• Your instructions: Please report every line below that contains the word "hillside", copying each such line in full.

--- START Supplied material ---

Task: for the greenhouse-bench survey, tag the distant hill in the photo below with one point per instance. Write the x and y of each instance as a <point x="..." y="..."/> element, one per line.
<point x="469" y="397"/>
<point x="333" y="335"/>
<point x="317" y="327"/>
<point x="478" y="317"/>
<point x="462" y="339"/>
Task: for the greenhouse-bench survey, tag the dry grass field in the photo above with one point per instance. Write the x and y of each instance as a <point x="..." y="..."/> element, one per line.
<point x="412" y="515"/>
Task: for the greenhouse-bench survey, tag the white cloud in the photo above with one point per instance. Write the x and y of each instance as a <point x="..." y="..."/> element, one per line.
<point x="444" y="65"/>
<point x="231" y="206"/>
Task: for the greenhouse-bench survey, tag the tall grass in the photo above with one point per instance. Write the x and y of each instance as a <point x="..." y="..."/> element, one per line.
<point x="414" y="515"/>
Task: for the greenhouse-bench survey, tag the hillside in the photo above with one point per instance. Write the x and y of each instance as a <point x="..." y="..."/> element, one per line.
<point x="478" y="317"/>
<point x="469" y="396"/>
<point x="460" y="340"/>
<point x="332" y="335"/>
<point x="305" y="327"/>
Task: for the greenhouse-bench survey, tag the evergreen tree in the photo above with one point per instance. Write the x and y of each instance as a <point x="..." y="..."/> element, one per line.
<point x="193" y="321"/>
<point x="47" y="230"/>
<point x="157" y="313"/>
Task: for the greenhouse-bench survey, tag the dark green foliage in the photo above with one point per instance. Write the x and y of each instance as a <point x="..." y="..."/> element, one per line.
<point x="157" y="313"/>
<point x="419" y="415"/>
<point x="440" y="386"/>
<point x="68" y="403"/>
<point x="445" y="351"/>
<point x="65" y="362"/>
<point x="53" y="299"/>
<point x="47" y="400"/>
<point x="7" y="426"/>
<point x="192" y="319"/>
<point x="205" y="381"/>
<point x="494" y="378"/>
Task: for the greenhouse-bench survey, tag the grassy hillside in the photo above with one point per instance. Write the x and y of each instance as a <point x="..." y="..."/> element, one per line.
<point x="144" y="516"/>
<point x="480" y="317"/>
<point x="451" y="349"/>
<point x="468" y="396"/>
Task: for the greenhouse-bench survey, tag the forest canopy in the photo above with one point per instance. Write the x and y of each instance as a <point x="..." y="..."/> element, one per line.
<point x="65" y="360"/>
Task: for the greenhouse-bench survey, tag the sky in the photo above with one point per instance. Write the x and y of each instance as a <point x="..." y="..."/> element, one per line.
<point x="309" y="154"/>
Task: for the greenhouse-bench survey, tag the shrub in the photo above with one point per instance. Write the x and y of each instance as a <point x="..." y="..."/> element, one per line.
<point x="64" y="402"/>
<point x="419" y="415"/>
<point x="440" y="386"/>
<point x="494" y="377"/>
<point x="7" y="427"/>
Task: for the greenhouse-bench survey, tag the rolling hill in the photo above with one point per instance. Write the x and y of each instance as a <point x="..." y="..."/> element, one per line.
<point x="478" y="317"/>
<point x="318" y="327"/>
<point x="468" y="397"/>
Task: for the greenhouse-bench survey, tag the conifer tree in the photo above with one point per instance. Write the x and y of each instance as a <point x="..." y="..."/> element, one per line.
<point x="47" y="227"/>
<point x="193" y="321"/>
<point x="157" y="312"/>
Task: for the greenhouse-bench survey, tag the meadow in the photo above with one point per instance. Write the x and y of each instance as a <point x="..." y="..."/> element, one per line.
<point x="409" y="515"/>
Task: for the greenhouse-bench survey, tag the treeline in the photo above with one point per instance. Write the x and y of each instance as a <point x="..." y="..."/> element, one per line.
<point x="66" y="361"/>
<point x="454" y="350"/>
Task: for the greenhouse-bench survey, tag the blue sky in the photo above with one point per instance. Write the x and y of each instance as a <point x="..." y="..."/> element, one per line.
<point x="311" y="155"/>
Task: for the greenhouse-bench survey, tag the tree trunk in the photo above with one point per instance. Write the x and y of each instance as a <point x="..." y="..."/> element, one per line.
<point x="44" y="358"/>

--- END Supplied material ---
--- START Supplied material ---

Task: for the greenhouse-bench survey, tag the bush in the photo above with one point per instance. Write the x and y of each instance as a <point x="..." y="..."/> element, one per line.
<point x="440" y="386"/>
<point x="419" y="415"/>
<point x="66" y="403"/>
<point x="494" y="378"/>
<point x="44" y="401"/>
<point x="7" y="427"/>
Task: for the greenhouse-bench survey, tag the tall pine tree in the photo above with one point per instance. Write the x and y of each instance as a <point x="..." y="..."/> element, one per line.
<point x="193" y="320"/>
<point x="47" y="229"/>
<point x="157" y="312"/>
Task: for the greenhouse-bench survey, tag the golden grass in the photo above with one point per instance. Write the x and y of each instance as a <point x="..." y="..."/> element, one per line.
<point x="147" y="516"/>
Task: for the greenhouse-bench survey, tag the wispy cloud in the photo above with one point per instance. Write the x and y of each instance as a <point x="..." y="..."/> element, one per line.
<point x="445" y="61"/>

--- END Supplied material ---

• Result below:
Task: for the greenhouse-bench survey, tag the hillside in the photo above with one point per instance. Write the x and y of each instance as a <point x="..." y="..."/> element, one per line.
Task: for the greenhouse-bench survey, tag the grassy hillside in the photo above with one point per instance. Write the x and y of each instance as a <point x="..." y="..."/> element, one per line.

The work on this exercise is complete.